[Your objective] What you return must match the listing below exactly.
★ ★ ★ ★ ★ ★ ★
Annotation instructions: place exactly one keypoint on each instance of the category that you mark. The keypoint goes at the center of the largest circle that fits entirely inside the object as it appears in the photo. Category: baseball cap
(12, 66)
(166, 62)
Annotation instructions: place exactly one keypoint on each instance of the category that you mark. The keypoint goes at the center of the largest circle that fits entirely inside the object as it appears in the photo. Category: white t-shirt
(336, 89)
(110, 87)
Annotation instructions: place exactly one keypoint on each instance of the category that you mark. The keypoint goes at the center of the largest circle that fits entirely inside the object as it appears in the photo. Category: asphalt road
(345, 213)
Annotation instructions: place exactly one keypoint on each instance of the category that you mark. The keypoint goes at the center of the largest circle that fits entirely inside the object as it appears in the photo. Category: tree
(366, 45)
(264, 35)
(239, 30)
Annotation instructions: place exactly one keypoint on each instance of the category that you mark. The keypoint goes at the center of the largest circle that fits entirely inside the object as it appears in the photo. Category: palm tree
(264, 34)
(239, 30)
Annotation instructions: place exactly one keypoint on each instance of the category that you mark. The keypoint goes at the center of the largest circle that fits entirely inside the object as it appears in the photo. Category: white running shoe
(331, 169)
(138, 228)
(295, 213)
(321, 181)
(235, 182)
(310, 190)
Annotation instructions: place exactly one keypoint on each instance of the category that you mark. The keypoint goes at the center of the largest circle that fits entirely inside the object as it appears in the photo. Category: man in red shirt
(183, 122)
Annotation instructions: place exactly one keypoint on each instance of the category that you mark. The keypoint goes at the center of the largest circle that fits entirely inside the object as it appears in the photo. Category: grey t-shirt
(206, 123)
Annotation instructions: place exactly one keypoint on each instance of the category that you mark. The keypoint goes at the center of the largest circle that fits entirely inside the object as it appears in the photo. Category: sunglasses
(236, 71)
★ ★ ★ ★ ★ ★ ★
[Response to the exercise]
Annotation instructions: place exactly one keypoint on each instance of the category that you mark. The keypoint goes at the center of the largest circle that fits entirely inside the object as it appears in the photo. Category: baseball cap
(12, 66)
(166, 62)
Annotation instructions: place exactly one keypoint on each instance of the category that you mark. The keypoint goes at the center of the largest circle that fits entirely inside the object as it appears in the photo. Category: white t-shirt
(336, 89)
(110, 87)
Annotation instructions: place exactly one keypoint on each instance of the category that you mark. The keypoint goes at the center of the largest circle that fits entirely inside the object as it appears in the photo. Category: asphalt road
(345, 213)
Annotation instructions: place exactly one keypoint on each instance of the category that you mark. The keypoint goes at the center of the largest circle that fits entirely inside the object as it appears in the photo. Category: tree
(366, 45)
(264, 35)
(239, 30)
Annotation instructions: place exactly one keypoint on each instance of the category that you mark. The keypoint goes at the center of the largest circle that fits entirely inside the object as it appears in the photo. Category: palm tree
(264, 34)
(239, 30)
Annotation instructions: place exactly one keypoint on each instance of the category that you mark. The keypoint goes at the center of the largest circle that fits entirely inside the object as it appears in the photo. Category: white running shoe
(331, 169)
(138, 228)
(295, 213)
(321, 181)
(235, 182)
(310, 190)
Annotation instructions: place exactly one keypoint on each instance of the category that you mark. The keypoint goes at the center of the largest circle that fits entirely inside the object as it appears in the photo. Category: man in red shirt
(183, 122)
Annotation instructions: place exactly one keypoint on each instance of the category that you mark. The keypoint goes at the center of the largest circle that fits entirely inside the object as it appears in the photo. Category: grey t-shirt
(206, 123)
Annotation instructions: place exactly one keypoint on each instance of the category that you mark. The keypoint goes at the center of the largest circle that fits entirely inside the object as it appears in the photo. Category: sunglasses
(236, 71)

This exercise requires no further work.